*** 抜粋本文

この作品を通して伝えたかったのは、おばあちゃんへの感謝の気持ちです。いつも味方でいてくれたおばあちゃんがいなかったら、おばあちゃんと二人の生活がなかったら、今の植村花菜はこんなふうにはなっていなかったと思います。それにしても歌を作ったときには、まさか絵本になるとは思いませんでしたが、とりごえさんの絵がかわいらしくて、感激しています。ちっちゃい子は、率先して、トイレそうじをしてくれるとうれしいです。

・絵/とりごえまりさんからのメッセージ

まだ春の足音もしないころ、このお仕事の依頼がありました。「まず、曲を聴いてみて下さい」と、送られてきた『トイレの神様』の音源。イントロ部分を聴いただけで、私の涙がでるスイッチは押され、10分近い曲が終わるころには、私は号泣していました。そして、ぜひこの絵を描きたい! という想いでいっぱいになり、お仕事を引き受けたのです。
何度も繰り返し曲を聴きながら、絵を描きました。いいお仕事ができて幸せでした。
おばあちゃんに限らず、大切な人のことを思い浮かべながら、絵本を開いていただけたらと思います。
著者紹介
植村花菜(うえむら かな)
1983年、兵庫県川西市に生まれる。8歳の時、「たくさんの人が笑顔になれるような歌を歌いたい!」と、歌手になることを決意。やがて高校を卒業し、「ストリートミュージシャンオーディション」でグランプリに選ばれ、デビューのきっかけをつかむ。2010年9月15日には、「トイレの神様」の別バージョンをふくむアルバム「花菜〜My Favorite Things」を発売する。

******
*** 提供情報

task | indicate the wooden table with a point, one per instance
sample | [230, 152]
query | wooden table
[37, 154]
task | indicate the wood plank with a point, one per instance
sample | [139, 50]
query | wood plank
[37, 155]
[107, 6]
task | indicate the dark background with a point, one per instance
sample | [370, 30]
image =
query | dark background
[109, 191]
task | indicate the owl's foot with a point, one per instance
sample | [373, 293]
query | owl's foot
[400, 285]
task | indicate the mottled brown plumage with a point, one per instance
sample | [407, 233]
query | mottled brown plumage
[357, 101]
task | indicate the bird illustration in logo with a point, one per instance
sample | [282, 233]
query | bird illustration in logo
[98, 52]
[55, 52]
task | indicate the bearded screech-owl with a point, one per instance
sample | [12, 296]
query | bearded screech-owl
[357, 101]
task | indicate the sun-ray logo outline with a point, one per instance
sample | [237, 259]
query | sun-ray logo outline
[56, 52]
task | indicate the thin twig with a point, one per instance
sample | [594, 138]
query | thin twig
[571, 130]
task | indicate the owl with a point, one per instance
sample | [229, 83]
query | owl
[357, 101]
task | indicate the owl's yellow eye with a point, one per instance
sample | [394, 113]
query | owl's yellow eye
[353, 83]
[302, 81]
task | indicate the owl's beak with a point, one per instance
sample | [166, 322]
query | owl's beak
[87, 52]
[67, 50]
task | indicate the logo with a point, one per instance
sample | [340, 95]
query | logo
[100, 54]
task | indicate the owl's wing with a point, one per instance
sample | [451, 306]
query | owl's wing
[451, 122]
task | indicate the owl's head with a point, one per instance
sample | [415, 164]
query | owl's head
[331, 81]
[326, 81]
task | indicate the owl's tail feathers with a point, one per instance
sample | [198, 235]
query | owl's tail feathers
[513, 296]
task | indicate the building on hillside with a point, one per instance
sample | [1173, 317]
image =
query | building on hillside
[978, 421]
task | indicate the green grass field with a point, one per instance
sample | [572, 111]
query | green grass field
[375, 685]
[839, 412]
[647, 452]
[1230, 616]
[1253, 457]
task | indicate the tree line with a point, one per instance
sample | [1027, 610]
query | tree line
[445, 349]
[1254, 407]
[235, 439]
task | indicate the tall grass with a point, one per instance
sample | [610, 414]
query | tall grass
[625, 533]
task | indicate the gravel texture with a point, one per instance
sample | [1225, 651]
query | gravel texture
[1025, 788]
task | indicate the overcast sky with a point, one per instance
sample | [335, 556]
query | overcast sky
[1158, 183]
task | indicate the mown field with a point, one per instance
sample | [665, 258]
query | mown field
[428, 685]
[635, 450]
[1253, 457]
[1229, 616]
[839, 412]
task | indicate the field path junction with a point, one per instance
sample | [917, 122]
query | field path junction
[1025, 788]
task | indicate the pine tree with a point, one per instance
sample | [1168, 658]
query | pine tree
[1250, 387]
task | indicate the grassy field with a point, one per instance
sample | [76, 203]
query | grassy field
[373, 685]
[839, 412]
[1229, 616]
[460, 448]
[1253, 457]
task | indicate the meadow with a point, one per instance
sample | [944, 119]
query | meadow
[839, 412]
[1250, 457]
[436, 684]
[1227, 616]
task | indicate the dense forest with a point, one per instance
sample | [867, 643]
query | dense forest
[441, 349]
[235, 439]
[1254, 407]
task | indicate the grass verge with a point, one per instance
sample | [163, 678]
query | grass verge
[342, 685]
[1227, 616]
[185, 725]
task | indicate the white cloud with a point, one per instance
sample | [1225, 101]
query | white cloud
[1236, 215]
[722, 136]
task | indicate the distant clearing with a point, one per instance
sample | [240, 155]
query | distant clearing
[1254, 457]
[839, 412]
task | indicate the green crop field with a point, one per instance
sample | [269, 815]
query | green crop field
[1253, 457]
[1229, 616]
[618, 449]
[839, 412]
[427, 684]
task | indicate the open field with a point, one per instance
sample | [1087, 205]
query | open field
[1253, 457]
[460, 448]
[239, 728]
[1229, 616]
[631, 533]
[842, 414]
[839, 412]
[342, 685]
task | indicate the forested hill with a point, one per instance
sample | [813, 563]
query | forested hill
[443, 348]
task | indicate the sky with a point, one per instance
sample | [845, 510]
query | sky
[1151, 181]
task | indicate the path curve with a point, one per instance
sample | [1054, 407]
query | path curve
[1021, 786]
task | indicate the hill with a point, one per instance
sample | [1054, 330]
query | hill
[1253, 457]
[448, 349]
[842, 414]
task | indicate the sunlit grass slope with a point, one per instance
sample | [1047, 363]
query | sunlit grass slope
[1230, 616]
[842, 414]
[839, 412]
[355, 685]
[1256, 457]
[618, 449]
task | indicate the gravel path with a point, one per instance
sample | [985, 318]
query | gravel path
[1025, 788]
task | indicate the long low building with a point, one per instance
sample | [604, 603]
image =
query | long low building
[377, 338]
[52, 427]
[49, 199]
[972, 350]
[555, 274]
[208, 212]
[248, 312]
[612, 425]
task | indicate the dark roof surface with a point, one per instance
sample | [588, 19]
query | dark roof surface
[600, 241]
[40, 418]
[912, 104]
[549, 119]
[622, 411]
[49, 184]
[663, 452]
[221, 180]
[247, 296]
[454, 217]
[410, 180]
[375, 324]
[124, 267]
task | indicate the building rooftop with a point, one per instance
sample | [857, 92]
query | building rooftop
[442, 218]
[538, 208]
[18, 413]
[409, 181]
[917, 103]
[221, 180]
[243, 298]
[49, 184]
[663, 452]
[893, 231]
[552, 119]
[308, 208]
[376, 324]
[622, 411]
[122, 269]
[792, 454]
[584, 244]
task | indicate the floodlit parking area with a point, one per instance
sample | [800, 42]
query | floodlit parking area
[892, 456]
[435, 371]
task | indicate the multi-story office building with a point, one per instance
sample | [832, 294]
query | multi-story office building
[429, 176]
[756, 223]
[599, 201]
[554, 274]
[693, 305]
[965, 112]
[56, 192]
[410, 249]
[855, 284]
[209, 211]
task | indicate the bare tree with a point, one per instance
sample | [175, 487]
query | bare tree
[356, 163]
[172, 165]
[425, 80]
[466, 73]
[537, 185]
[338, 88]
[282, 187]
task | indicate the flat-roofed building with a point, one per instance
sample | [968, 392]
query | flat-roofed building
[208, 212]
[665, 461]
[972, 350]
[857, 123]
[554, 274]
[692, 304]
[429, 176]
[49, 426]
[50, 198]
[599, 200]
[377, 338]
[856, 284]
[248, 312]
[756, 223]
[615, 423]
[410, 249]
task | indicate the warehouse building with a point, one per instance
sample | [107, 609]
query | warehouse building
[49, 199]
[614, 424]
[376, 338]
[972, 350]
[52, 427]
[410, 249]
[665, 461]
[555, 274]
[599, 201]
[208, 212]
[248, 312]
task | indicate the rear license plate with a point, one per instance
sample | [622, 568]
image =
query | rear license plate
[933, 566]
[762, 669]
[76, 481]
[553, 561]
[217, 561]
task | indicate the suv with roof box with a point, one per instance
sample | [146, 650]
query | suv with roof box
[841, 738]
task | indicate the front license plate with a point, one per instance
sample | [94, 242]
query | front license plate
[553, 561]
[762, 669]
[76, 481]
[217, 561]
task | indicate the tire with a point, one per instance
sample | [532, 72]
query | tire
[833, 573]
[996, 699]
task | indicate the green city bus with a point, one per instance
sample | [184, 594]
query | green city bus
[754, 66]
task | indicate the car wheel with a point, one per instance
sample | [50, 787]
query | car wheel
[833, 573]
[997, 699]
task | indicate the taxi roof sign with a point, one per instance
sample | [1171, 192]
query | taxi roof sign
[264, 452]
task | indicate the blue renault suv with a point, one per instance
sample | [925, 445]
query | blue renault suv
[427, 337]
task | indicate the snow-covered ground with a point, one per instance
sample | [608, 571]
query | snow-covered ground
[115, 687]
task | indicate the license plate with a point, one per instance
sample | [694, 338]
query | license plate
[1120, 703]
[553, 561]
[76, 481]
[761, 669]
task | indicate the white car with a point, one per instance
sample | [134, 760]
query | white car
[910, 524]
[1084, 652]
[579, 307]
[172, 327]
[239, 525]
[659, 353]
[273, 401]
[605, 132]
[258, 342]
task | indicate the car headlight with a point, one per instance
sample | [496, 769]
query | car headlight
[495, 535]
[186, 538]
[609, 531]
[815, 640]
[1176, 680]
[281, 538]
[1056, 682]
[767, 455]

******

→ 課題 1
抜粋本文で「まだ春の足音もしないころ」から始まる段落を、主な事実を残したまま箇条書きに短くまとめてください。
→ 課題 2
抜粋本文のうち、「この作品を通して伝えたかった」から「植村花菜(うえむら かな)」までのすべてを、一字一句変えずに書き写してください。

→ 解答例 1
・まだ春の気配もないころに、この仕事の依頼があった。
・「まず、曲を聴いてみて下さい」と、『トイレの神様』の音源が送られてきた。
・イントロを聴いただけで涙が出始め、10分近い曲が終わるころには号泣していた。
・ぜひこの絵を描きたいという想いでいっぱいになり、仕事を引き受けた。

→ 解答例 2
この作品を通して伝えたかったのは、おばあちゃんへの感謝の気持ちです。いつも味方でいてくれたおばあちゃんがいなかったら、おばあちゃんと二人の生活がなかったら、今の植村花菜はこんなふうにはなっていなかったと思います。それにしても歌を作ったときには、まさか絵本になるとは思いませんでしたが、とりごえさんの絵がかわいらしくて、感激しています。ちっちゃい子は、率先して、トイレそうじをしてくれるとうれしいです。

・絵/とりごえまりさんからのメッセージ

まだ春の足音もしないころ、このお仕事の依頼がありました。「まず、曲を聴いてみて下さい」と、送られてきた『トイレの神様』の音源。イントロ部分を聴いただけで、私の涙がでるスイッチは押され、10分近い曲が終わるころには、私は号泣していました。そして、ぜひこの絵を描きたい! という想いでいっぱいになり、お仕事を引き受けたのです。
何度も繰り返し曲を聴きながら、絵を描きました。いいお仕事ができて幸せでした。
おばあちゃんに限らず、大切な人のことを思い浮かべながら、絵本を開いていただけたらと思います。
著者紹介
植村花菜(うえむら かな)